→ TEXT PASSAGE:
%%

Facebook Messenger - Interview Tips
System Design Interview Approach
Step 1: Requirements Clarification (5-10 minutes)
Key Questions to Ask
- Scale: How many users? Daily active users? Messages per day?
- Features: One-on-one vs group chat? Media sharing? Voice/video calls?
- Platforms: Web, mobile, desktop? Cross-platform sync required?
- Real-time: What's acceptable latency? <100ms, <1s?
- Reliability: Uptime requirements? Message delivery guarantees?
- Geography: Global system? Regional data requirements?
Sample Clarification Dialog
Interviewer: "Design a messaging system like Facebook Messenger"
You: "Great! Let me clarify the requirements:
- Are we building for global scale like Facebook's 1.3B users?
- Do we need both individual and group messaging?
- Should we support media sharing (images, videos, files)?
- What's the acceptable message delivery latency?
- Do we need features like read receipts and online presence?

%%

→ GIVEN REQUEST: Reproduce word for word the stretch of the Messenger interview tips from "- Features: One-on-one" through "Facebook's 1.3B users?".

→ EXTRACTED INFORMATION:
%%

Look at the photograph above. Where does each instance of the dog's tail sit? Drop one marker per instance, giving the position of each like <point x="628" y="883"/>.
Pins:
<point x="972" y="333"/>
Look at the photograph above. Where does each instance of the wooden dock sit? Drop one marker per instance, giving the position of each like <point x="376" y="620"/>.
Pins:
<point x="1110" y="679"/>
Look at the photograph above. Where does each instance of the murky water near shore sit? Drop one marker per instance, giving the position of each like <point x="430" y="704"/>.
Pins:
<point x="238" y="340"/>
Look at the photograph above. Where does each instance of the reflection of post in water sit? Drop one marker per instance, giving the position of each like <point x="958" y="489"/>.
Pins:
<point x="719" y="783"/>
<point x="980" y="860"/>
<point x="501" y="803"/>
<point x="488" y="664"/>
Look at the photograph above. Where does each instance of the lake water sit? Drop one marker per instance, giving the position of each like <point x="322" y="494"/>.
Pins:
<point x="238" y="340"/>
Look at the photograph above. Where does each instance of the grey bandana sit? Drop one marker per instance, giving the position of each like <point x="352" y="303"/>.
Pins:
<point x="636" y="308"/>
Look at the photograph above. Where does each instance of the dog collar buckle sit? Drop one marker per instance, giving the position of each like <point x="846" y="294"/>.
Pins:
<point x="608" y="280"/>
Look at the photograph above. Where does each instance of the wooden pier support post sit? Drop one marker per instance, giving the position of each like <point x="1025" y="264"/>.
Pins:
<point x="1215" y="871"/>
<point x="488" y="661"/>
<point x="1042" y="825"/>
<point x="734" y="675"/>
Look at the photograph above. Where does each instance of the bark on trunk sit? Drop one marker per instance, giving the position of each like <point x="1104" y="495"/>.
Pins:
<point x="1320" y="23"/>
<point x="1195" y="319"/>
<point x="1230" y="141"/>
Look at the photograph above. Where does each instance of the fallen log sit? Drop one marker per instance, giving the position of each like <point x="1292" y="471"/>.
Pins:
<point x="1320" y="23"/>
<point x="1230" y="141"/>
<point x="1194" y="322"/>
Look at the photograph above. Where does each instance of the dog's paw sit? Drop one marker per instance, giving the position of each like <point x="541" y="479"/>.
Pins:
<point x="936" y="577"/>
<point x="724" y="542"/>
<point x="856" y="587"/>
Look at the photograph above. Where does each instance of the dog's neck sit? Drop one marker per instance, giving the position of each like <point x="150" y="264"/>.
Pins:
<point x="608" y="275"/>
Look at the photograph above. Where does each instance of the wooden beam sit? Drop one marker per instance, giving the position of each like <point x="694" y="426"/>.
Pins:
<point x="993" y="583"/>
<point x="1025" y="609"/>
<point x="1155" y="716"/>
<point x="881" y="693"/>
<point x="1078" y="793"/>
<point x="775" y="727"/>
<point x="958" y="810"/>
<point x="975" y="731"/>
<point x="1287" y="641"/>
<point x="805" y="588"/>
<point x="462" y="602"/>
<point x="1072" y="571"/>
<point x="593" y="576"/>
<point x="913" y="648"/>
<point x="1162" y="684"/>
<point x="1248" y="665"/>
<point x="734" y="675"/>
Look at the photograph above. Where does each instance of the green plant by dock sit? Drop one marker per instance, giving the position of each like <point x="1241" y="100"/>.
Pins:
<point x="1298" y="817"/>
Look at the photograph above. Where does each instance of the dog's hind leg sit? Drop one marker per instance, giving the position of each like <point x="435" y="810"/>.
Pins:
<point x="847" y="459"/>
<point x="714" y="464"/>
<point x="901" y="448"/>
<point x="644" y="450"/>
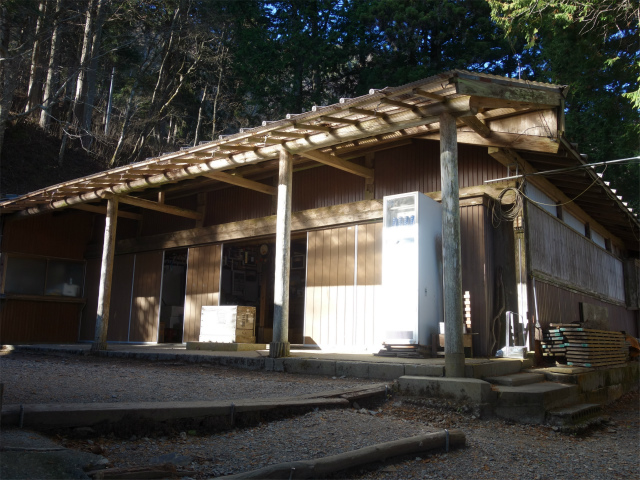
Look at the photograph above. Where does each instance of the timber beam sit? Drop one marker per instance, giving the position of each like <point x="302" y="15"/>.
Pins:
<point x="158" y="207"/>
<point x="499" y="89"/>
<point x="477" y="125"/>
<point x="338" y="163"/>
<point x="103" y="210"/>
<point x="242" y="182"/>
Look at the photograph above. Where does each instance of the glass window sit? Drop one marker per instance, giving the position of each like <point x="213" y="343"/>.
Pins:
<point x="25" y="275"/>
<point x="64" y="278"/>
<point x="41" y="276"/>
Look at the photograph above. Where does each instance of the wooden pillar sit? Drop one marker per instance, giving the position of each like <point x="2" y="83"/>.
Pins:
<point x="451" y="253"/>
<point x="106" y="270"/>
<point x="279" y="346"/>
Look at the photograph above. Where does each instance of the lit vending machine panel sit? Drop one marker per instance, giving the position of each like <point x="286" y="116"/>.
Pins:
<point x="411" y="268"/>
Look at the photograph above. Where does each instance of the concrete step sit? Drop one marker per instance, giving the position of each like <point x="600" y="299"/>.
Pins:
<point x="516" y="379"/>
<point x="494" y="368"/>
<point x="529" y="403"/>
<point x="573" y="414"/>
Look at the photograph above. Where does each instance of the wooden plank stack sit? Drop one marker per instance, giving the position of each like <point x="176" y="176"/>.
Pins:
<point x="585" y="347"/>
<point x="553" y="346"/>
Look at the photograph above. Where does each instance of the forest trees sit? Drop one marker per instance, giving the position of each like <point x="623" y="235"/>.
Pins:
<point x="128" y="79"/>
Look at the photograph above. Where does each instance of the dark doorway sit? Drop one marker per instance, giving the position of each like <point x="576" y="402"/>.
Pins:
<point x="247" y="276"/>
<point x="174" y="279"/>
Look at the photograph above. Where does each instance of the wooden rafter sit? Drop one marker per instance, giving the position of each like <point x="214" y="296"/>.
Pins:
<point x="370" y="113"/>
<point x="149" y="205"/>
<point x="345" y="121"/>
<point x="316" y="128"/>
<point x="282" y="134"/>
<point x="477" y="125"/>
<point x="339" y="163"/>
<point x="397" y="103"/>
<point x="423" y="93"/>
<point x="103" y="210"/>
<point x="243" y="182"/>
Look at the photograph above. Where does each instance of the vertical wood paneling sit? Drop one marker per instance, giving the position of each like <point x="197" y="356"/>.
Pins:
<point x="325" y="186"/>
<point x="416" y="167"/>
<point x="203" y="287"/>
<point x="477" y="272"/>
<point x="563" y="254"/>
<point x="330" y="289"/>
<point x="154" y="223"/>
<point x="40" y="322"/>
<point x="146" y="297"/>
<point x="120" y="305"/>
<point x="234" y="204"/>
<point x="91" y="282"/>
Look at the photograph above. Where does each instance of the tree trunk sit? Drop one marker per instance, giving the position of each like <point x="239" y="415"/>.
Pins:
<point x="51" y="69"/>
<point x="199" y="122"/>
<point x="34" y="88"/>
<point x="84" y="60"/>
<point x="92" y="72"/>
<point x="125" y="126"/>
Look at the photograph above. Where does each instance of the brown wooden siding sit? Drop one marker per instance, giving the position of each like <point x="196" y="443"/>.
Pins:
<point x="24" y="321"/>
<point x="234" y="204"/>
<point x="341" y="302"/>
<point x="146" y="297"/>
<point x="155" y="223"/>
<point x="67" y="234"/>
<point x="416" y="167"/>
<point x="478" y="272"/>
<point x="562" y="254"/>
<point x="325" y="187"/>
<point x="91" y="284"/>
<point x="120" y="305"/>
<point x="203" y="286"/>
<point x="558" y="305"/>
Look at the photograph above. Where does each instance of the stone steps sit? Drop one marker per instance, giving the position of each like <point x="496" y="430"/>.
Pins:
<point x="516" y="379"/>
<point x="530" y="403"/>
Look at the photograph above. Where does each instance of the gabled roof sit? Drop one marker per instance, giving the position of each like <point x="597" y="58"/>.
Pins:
<point x="329" y="134"/>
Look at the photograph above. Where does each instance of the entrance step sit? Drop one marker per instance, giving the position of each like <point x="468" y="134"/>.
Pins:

%%

→ RESPONSE:
- Features: One-on-one vs group chat? Media sharing? Voice/video calls?
- Platforms: Web, mobile, desktop? Cross-platform sync required?
- Real-time: What's acceptable latency? <100ms, <1s?
- Reliability: Uptime requirements? Message delivery guarantees?
- Geography: Global system? Regional data requirements?
Sample Clarification Dialog
Interviewer: "Design a messaging system like Facebook Messenger"
You: "Great! Let me clarify the requirements:
- Are we building for global scale like Facebook's 1.3B users?